**What is expected**
Rewrite the lines running from the start of the entries through the line containing "instance of distant", both ends included, with "detection" replaced by "match" and everything else left unchanged.

Rows of box annotation entries
_____

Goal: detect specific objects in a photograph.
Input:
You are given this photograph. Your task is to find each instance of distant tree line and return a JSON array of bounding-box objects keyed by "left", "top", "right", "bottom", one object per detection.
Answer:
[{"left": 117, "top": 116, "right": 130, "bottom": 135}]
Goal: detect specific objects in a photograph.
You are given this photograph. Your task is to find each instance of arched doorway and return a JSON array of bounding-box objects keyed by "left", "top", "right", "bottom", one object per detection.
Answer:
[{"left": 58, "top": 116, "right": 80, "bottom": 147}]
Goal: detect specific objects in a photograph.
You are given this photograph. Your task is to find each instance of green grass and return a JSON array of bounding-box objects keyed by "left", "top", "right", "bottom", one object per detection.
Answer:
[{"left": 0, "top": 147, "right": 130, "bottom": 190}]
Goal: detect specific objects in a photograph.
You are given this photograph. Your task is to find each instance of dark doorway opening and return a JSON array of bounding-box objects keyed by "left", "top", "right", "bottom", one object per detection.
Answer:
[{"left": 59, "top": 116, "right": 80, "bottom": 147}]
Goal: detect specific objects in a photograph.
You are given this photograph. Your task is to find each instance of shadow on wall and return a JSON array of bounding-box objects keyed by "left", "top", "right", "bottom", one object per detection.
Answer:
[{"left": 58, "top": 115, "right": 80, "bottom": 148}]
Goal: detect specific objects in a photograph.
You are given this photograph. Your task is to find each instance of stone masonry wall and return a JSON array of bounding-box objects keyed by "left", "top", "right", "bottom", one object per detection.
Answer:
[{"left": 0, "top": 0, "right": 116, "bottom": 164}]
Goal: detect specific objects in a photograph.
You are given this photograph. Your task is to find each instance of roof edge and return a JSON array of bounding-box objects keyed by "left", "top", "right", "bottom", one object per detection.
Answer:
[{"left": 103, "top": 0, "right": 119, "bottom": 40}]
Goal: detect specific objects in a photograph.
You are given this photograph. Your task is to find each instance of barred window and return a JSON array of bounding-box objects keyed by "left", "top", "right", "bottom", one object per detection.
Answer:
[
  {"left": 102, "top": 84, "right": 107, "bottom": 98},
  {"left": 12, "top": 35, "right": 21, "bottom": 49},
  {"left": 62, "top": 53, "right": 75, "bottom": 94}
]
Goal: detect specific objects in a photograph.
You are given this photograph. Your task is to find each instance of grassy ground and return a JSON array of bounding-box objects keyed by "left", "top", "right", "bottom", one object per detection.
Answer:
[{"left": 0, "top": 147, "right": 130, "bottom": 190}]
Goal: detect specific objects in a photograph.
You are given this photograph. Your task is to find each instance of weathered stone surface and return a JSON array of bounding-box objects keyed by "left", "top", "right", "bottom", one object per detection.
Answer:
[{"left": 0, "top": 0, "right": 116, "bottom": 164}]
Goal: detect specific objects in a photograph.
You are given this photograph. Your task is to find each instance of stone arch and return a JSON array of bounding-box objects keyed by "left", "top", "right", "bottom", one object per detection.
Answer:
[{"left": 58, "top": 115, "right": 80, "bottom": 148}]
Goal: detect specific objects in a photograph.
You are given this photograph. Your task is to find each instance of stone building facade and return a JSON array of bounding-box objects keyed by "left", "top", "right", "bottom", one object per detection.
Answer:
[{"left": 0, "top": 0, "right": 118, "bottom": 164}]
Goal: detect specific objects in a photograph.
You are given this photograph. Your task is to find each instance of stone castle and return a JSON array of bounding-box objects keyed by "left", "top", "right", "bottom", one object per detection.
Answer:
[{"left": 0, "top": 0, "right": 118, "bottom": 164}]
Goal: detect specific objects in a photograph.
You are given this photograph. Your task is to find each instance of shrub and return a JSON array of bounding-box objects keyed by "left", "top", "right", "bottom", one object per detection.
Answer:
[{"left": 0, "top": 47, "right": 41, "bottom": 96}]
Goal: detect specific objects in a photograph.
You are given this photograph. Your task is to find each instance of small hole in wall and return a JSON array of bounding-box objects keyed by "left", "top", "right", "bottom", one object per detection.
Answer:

_____

**Reply to the exercise**
Goal: detect specific objects in a photograph.
Input:
You are given this photograph. Your task is to find each instance of distant tree line and return a JSON array of bounding-box objects keyed by "left", "top", "right", "bottom", one object per match.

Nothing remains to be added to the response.